▶ **Job**: Report each line of the material below that contains the word "outline".

▶ **Provided entries**:
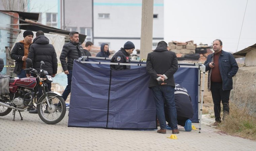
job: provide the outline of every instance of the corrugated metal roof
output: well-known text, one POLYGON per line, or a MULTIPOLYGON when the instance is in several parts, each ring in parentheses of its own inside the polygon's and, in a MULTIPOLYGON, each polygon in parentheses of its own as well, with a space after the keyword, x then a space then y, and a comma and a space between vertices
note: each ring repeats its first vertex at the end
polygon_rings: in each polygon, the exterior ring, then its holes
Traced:
POLYGON ((233 55, 234 56, 235 58, 243 58, 245 57, 247 52, 252 50, 256 50, 256 44, 233 53, 233 55))

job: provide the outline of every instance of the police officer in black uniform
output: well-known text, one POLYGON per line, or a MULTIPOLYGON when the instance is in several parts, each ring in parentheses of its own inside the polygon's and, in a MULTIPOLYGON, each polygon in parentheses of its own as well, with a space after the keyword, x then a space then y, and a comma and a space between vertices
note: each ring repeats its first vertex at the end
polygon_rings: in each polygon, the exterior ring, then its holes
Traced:
MULTIPOLYGON (((130 63, 131 60, 129 58, 130 55, 135 48, 134 44, 128 41, 124 45, 124 48, 121 48, 111 58, 110 62, 130 63)), ((120 70, 130 69, 131 66, 127 65, 111 64, 110 69, 111 70, 120 70)))

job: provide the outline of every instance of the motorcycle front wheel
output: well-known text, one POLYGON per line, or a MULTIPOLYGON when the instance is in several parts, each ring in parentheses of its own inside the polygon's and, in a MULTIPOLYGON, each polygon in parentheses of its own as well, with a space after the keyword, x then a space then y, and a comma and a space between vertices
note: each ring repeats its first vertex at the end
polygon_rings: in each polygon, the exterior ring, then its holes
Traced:
POLYGON ((44 96, 38 101, 37 109, 39 117, 48 124, 55 124, 63 119, 66 114, 66 103, 63 98, 54 93, 48 95, 51 107, 49 107, 44 96))
MULTIPOLYGON (((2 100, 8 99, 10 100, 10 97, 8 95, 1 95, 0 96, 0 102, 4 103, 7 103, 7 102, 4 100, 2 100)), ((5 106, 0 105, 0 116, 3 116, 8 114, 11 111, 12 109, 8 107, 5 107, 5 106)))

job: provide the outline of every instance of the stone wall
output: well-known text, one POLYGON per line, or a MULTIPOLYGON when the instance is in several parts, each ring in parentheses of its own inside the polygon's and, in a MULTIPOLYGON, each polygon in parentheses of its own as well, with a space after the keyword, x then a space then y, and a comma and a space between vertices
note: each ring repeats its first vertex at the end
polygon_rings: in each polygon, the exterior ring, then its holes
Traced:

▶ **Response to this exercise**:
job: provide the outline of every instance of the corrugated metal roof
job: provide the outline of every instance of the police officer in black uniform
job: provide the outline of every instance of the motorcycle front wheel
job: provide the outline of every instance of the stone wall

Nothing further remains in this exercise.